- _Dataset records_
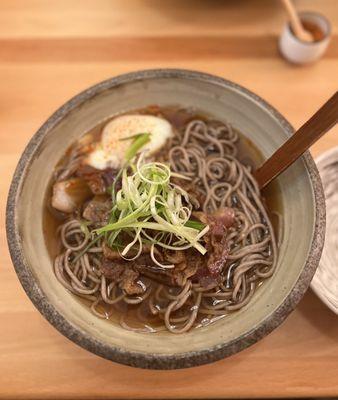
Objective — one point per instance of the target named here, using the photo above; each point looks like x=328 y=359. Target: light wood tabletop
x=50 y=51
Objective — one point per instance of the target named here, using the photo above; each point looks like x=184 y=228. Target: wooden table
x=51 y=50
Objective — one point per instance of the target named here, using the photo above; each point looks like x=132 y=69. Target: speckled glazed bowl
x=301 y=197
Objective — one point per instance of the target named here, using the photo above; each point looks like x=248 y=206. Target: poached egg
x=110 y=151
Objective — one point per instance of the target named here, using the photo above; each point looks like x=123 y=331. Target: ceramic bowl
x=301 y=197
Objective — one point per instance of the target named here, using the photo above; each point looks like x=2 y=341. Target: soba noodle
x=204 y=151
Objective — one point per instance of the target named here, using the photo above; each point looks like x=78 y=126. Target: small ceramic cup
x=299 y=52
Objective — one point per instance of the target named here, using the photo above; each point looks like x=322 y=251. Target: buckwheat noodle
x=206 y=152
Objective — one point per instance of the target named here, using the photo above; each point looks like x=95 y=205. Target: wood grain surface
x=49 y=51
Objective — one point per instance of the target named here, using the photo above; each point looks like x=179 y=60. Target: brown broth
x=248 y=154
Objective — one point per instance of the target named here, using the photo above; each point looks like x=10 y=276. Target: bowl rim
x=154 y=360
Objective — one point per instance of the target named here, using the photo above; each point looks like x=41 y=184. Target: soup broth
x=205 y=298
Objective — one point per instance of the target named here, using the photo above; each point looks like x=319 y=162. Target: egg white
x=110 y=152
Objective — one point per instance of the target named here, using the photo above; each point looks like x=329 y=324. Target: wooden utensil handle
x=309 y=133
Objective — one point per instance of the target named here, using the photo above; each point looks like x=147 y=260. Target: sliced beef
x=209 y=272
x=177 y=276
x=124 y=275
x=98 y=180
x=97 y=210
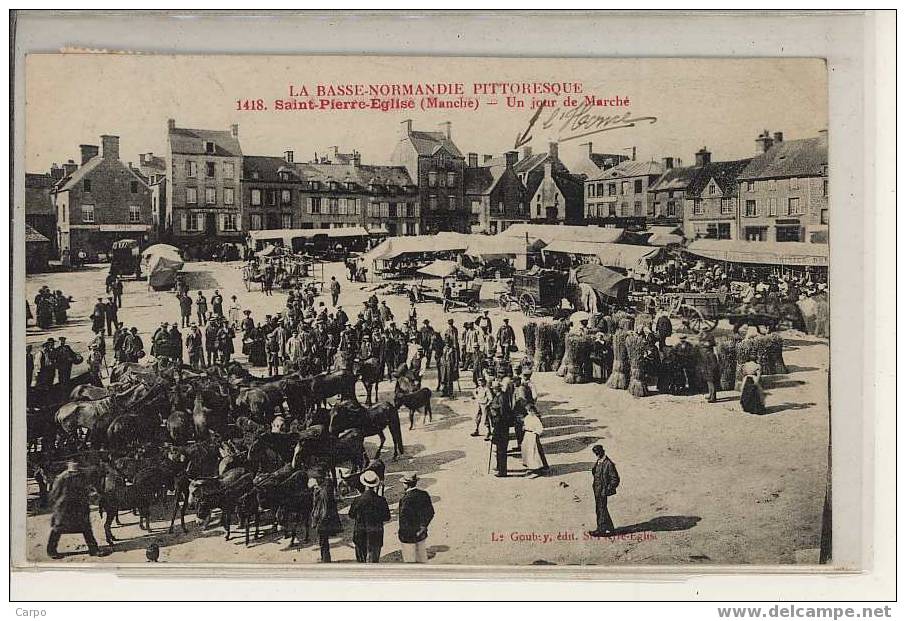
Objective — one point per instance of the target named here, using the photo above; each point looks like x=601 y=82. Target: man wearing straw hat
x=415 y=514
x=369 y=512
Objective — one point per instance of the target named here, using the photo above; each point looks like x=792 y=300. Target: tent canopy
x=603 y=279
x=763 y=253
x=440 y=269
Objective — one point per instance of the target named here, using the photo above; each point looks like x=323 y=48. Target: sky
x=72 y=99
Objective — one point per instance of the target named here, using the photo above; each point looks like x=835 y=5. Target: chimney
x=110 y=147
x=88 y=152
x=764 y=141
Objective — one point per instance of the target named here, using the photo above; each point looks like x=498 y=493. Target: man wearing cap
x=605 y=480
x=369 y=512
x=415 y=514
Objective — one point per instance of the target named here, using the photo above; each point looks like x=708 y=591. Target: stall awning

- _Instructions to follow_
An exact printout of the listing is needed, minus any pictures it contains.

- _Result of the exercise_
Objective — one point per instance of the target named here, using the photo above; each point looks like x=328 y=359. Target: light wood tabletop
x=50 y=51
Objective — one point per instance of the target named here, using the photo above; each point looks like x=184 y=228. Target: wooden table
x=51 y=50
Objective — one point per instance of the target named here, using the photo above; each point looks like x=132 y=69. Target: speckled glazed bowl
x=301 y=197
Objective — one point per instance of the target named here, using the photo above; each point looks like x=248 y=206. Target: poached egg
x=110 y=151
Objective — one point per instance of the target named here, using the photo above; each point looks like x=123 y=331. Target: ceramic bowl
x=301 y=197
Objective — one point per instance of the target named here, using the photo above; each point looks like x=2 y=341. Target: soba noodle
x=204 y=151
Objective — one point per instance of the target named here, using the photo above; each point looks like x=78 y=126. Target: small ceramic cup
x=299 y=52
Objective — one point per instance of the target named here, using the photo above; each point looks like x=322 y=251. Target: buckwheat noodle
x=206 y=152
Objective — one point per instance of the target named here, using the photo above; each point looks like x=95 y=205. Target: wood grain surface
x=49 y=51
Objective — one point per instance of the target named here, using the photo above; each point looks like x=179 y=60. Target: brown broth
x=248 y=154
Objective — one point per instance of the target named here, using the photo above; each point looks like x=10 y=276. Target: bowl rim
x=154 y=360
Objective — one point per instance of the target named here, using the photo above; each point looks like x=41 y=184. Target: soup broth
x=205 y=298
Objective — one point per instance of the target named here, using the photo above; each point looks like x=319 y=162. Target: egg white
x=110 y=152
Objective — one point per instance of the target named here, using the photo above; each point looks like x=329 y=324. Target: wooden utensil handle
x=309 y=133
Objective — one point per instance of the target named here, using the photo above; each point looks like x=147 y=260. Target: sliced beef
x=209 y=272
x=177 y=276
x=124 y=275
x=98 y=180
x=97 y=210
Objective — one point per instance of the target named here, using the photo above; each point looks like x=601 y=82. Target: man wearing straw hat
x=415 y=514
x=369 y=512
Objective — one point per instance of the target named here, using the photo above; each point looks like x=792 y=300. Target: tent canopy
x=603 y=279
x=763 y=253
x=440 y=269
Objective — one point per instance of the target named here, using the photo above; each point looks like x=323 y=48. Target: sky
x=72 y=99
Objective — one point per instance of the target named here, using the photo above; each point looks like x=835 y=5. Target: chimney
x=110 y=147
x=88 y=152
x=764 y=141
Objective — one point per instance of the target named here, using the photo above; each point looks like x=498 y=493. Target: man wearing cap
x=605 y=480
x=369 y=512
x=415 y=514
Objective — one point per instance of the target named here, using the photo above; each point looks like x=708 y=591. Target: stall awning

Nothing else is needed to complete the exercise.